> WORK INSTRUCTION 1
From the article on Marietta College's move to online classes below, copy the text word for word from "As the COVID-19" up to and including "being proctored online.".
> WORK INSTRUCTION 2
Using the article on Marietta College's move to online classes below, decide whether each statement agrees with the text. Answer yes or no for each, and quote the words that decide it.
(a) Marietta College moved all classes online for the rest of the spring semester.
(b) Tests at Marietta College are being proctored in person.
(c) Amanda Haney-Cech is Director of the Academic Resource Center.
> WORK INSTRUCTION 3
According to Haney-Cech in the article on Marietta College's move to online classes below, why do transitions between online classes allow a 10- to 15-minute break that doesn't necessarily happen on campus? Answer in one to three sentences.

> PROVIDED PASSAGE
+ + + + + + +

As the COVID-19 global crisis unfolds, people around the world are having to shift their routines and schedules to stay safe and socially distant. Marietta College has been no exception, and has moved all classes online for the remainder of the spring semester. Through platforms such as Moodle and Zoom, faculty are offering classes live, and tests are being proctored online.
“This has absolutely proven that the Pioneers at Marietta are a can-do group,” said Amanda Haney-Cech, Director of the Academic Resource Center. She pointed out that despite these changes, working remotely does have its benefits as well.
“The transitions between classes actually allow for the 10- to 15-minute break that doesn’t necessarily happen on campus,” she said. “That time is usually used traveling to the next classroom and setting up for the next class. Now, students and faculty have a few minutes to review.”
The being said, this situation still certainly presents challenges. It is understandable if students are struggling with routine changes during this time. Haney-Cech had some advice to give students.
How can students prepare a new study space in their home?
“Identify a space to be able to conduct academic activities. This space should be an area where students can dedicate time and focus to their readings, research, courses, review, and so forth. Spaces that can be distracting are discouraged, so if a student will be distracted in their bedroom by video games, TV, or even falling asleep — this is not ideal. Having a single space [for studying] helps set the stage for academic work to be completed.”
What suggestions do you have for students that are struggling with the online format?

+ + + + + + +

> GIVEN DATA
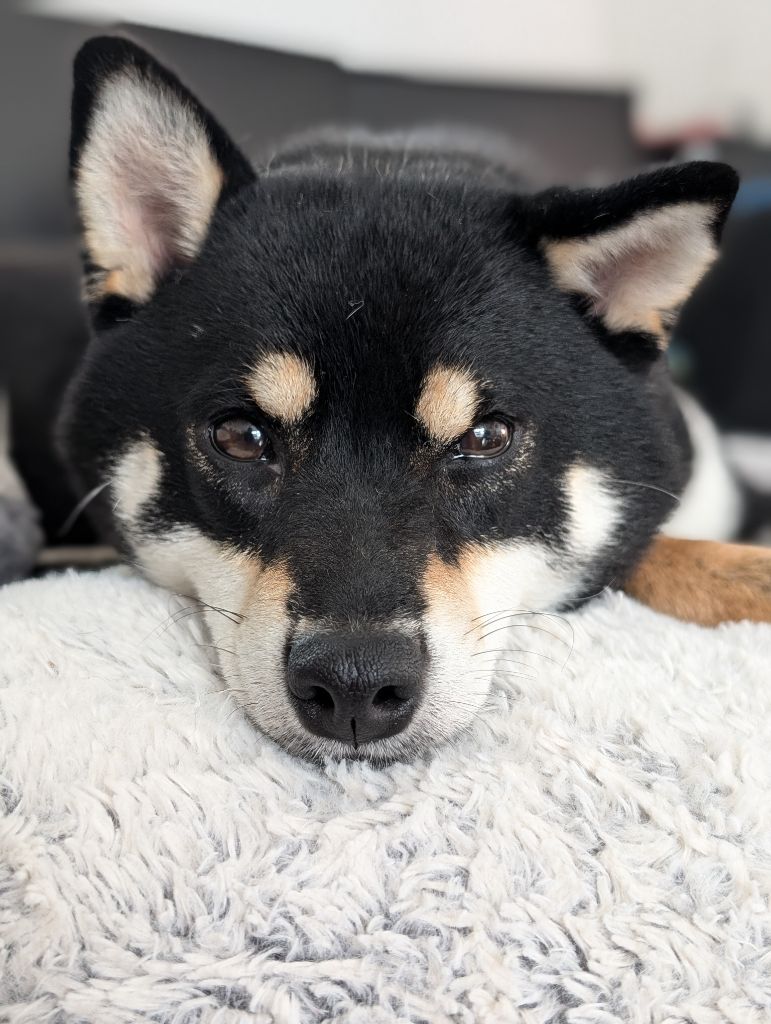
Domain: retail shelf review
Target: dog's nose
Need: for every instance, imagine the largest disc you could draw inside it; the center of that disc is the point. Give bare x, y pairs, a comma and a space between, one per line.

+ + + + + + +

> RESPONSE 1
As the COVID-19 global crisis unfolds, people around the world are having to shift their routines and schedules to stay safe and socially distant. Marietta College has been no exception, and has moved all classes online for the remainder of the spring semester. Through platforms such as Moodle and Zoom, faculty are offering classes live, and tests are being proctored online.

> RESPONSE 2
(a) Yes: "has moved all classes online for the remainder of the spring semester"
(b) No: "tests are being proctored online"
(c) Yes: "Amanda Haney-Cech, Director of the Academic Resource Center"

> RESPONSE 3
On campus, that time is usually spent traveling to the next classroom and setting up for the next class. Online, students and faculty have those few minutes to review instead.